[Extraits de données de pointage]
● ● ●

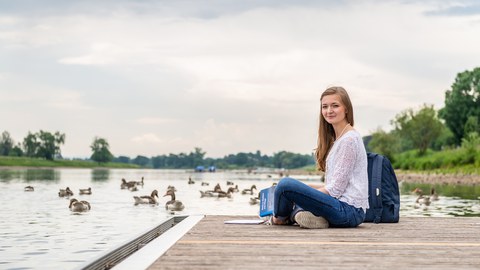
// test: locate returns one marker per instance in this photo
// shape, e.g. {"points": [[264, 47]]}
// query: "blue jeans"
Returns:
{"points": [[292, 196]]}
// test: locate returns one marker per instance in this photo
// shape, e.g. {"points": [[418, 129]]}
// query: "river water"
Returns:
{"points": [[38, 231]]}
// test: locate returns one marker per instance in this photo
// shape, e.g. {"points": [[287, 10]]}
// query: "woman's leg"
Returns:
{"points": [[291, 192]]}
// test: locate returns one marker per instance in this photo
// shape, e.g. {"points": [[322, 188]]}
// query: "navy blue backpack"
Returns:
{"points": [[383, 193]]}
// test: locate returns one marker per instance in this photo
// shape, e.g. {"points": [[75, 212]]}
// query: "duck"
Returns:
{"points": [[79, 206], [417, 191], [127, 185], [249, 190], [65, 192], [223, 194], [173, 204], [206, 193], [152, 199], [85, 191], [255, 200], [423, 200], [433, 195], [217, 188]]}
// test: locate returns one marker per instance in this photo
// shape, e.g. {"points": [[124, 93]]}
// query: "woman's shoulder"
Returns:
{"points": [[351, 136]]}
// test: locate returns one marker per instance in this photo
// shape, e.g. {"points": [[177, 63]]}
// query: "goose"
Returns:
{"points": [[173, 204], [86, 191], [79, 206], [127, 185], [255, 200], [433, 195], [249, 190], [223, 194], [65, 192], [417, 191], [423, 200], [152, 199], [217, 188], [206, 193], [140, 183]]}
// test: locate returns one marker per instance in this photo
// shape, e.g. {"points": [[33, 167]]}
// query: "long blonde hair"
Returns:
{"points": [[326, 133]]}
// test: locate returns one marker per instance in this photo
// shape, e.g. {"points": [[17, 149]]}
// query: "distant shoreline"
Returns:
{"points": [[420, 177], [437, 178]]}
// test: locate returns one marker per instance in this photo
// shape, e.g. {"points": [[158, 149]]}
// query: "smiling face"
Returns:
{"points": [[333, 110]]}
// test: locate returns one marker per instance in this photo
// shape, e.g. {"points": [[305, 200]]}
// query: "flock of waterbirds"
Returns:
{"points": [[172, 205]]}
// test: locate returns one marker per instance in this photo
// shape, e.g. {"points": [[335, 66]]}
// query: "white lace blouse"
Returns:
{"points": [[346, 176]]}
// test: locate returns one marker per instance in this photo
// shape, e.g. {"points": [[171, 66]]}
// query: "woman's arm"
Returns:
{"points": [[342, 169], [319, 187]]}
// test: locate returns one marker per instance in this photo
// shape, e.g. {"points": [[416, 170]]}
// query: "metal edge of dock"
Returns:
{"points": [[141, 251]]}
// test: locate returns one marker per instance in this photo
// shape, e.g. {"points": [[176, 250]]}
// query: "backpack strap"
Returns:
{"points": [[375, 188]]}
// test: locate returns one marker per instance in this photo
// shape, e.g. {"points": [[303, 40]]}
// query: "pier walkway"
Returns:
{"points": [[413, 243]]}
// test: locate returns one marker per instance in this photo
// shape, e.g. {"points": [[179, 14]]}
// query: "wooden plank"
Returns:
{"points": [[416, 243]]}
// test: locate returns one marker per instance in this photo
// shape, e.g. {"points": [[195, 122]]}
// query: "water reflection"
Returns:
{"points": [[467, 192], [100, 174], [37, 228]]}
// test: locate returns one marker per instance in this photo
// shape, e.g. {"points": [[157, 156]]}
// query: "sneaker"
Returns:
{"points": [[308, 220]]}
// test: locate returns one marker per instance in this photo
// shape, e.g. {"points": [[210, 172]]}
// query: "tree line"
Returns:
{"points": [[46, 145], [455, 125]]}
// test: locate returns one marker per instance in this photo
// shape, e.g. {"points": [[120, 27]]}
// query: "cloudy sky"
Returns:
{"points": [[228, 76]]}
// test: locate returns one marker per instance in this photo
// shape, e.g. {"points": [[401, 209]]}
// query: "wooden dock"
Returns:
{"points": [[205, 242], [414, 243]]}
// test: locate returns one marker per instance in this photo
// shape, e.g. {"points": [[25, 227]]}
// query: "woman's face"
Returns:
{"points": [[333, 109]]}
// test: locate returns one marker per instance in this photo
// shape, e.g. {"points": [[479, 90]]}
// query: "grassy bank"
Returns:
{"points": [[452, 161], [34, 162]]}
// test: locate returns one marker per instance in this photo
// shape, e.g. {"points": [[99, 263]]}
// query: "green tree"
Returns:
{"points": [[6, 144], [43, 144], [422, 128], [141, 161], [384, 143], [462, 102], [196, 157], [101, 150], [49, 146], [471, 125], [30, 145]]}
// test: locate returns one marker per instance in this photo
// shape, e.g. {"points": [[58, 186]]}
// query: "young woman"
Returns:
{"points": [[340, 153]]}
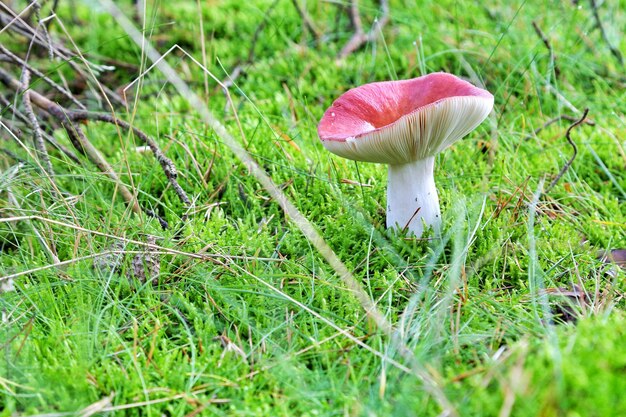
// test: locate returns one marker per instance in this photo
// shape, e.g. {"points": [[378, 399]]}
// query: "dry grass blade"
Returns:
{"points": [[290, 210]]}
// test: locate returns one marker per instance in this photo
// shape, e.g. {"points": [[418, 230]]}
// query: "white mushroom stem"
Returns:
{"points": [[412, 199]]}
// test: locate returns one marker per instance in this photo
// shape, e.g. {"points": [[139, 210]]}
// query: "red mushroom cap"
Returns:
{"points": [[398, 122]]}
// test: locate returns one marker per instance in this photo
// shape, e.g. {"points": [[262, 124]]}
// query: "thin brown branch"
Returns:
{"points": [[40, 144], [575, 149], [9, 20], [548, 45], [19, 61], [79, 140], [50, 139], [308, 23], [68, 118], [360, 38], [557, 119], [596, 15]]}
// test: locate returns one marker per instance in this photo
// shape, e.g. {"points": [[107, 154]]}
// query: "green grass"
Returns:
{"points": [[470, 309]]}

● ● ●

Relevez toutes les lignes des items ci-dessus qui contiennent la chaîne "backpack", en tenant compte de la casse.

## RÉSULTAT ATTENDU
// query: "navy blue backpack"
// query: "backpack strap"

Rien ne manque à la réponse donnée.